◆ SOURCE EXCERPT:
* Begin *

Video A computer security outfit claims to have plugged an information leak in Windows that was publicly revealed by Google before Microsoft had a patch ready. Could this third-party patching become a trend?
Last month, Google's Project Zero team disclosed details of a trivial vulnerability in the Windows user-mode GDI library: the programming blunder can be exploited by dodgy enhanced metafiles (EMFs) to siphon sensitive stuff from memory. This flaw can be potentially abused by hackers to extract data from an application's memory, or defeat ASLR to pave the way for reliable remote-code execution.
Google said it had given Microsoft 90 days to fix the issue and, as it hadn't, the Chocolate Factory went public with both the flaw and a proof-of-concept exploit. Now Slovenia-based Arcos Security says it's managed to produce a patch and has released it, via its 0patch tool, for those who want to give it a try.
"I have to kindly thank Mateusz Jurczyk of Google Project Zero for a terse and accurate report that allowed me to quickly grasp what the bug was about and jump onto patching it," said Luka Treiber from Arcos.

* End *

◆ DATASET CONTENT:
* Begin *

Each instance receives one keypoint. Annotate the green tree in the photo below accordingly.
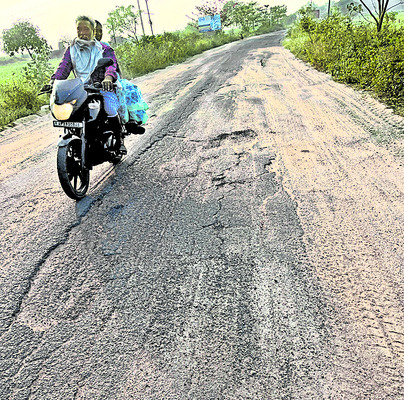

* End *

◆ WHAT YOU SHOULD DO:
Answer these questions from the Windows patch article:
1. In which Windows library is the vulnerability that Google's Project Zero team disclosed?
2. How many days did Google give Microsoft to fix the issue?
3. Through which tool did Arcos Security release its patch?

◆ TASK OUTPUT:
1. The Windows user-mode GDI library.
2. 90 days.
3. Its 0patch tool.